# [Your instructions]
What lines in the data hold the string "instance"? Show them.

────────────────────

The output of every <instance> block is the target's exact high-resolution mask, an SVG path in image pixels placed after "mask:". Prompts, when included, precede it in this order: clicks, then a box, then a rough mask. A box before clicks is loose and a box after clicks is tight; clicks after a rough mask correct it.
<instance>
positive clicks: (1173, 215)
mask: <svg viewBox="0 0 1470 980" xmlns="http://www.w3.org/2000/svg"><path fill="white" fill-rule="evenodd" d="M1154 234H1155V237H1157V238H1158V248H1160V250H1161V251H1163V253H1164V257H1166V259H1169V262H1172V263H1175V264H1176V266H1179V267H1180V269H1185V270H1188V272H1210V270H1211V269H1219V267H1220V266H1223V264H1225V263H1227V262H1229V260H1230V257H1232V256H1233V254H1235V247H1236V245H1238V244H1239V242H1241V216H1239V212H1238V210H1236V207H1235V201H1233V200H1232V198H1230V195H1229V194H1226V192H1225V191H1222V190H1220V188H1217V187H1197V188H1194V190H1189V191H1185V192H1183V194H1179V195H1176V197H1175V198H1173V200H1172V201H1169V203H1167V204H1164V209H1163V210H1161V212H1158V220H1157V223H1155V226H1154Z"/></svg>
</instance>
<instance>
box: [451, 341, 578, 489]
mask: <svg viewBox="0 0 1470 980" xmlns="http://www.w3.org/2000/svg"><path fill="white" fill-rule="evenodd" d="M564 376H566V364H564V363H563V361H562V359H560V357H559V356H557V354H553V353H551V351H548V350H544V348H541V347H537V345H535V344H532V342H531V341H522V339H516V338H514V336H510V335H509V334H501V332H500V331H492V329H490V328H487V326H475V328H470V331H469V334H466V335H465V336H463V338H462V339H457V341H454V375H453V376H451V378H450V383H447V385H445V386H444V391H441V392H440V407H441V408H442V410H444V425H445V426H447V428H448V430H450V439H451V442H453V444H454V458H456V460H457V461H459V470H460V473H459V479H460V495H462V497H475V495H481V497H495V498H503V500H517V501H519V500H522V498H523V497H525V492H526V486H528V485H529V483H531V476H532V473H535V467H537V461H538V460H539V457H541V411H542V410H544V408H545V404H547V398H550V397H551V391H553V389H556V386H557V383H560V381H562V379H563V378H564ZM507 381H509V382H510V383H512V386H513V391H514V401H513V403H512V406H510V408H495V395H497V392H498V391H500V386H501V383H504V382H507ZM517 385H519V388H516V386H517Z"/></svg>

────────────────────

# [Written reply]
The output of every <instance> block is the target's exact high-resolution mask, an SVG path in image pixels placed after "mask:". Prompts, when included, precede it in this order: clicks, then a box, then a rough mask. A box before clicks is loose and a box after clicks is tight; clicks after a rough mask correct it.
<instance>
</instance>
<instance>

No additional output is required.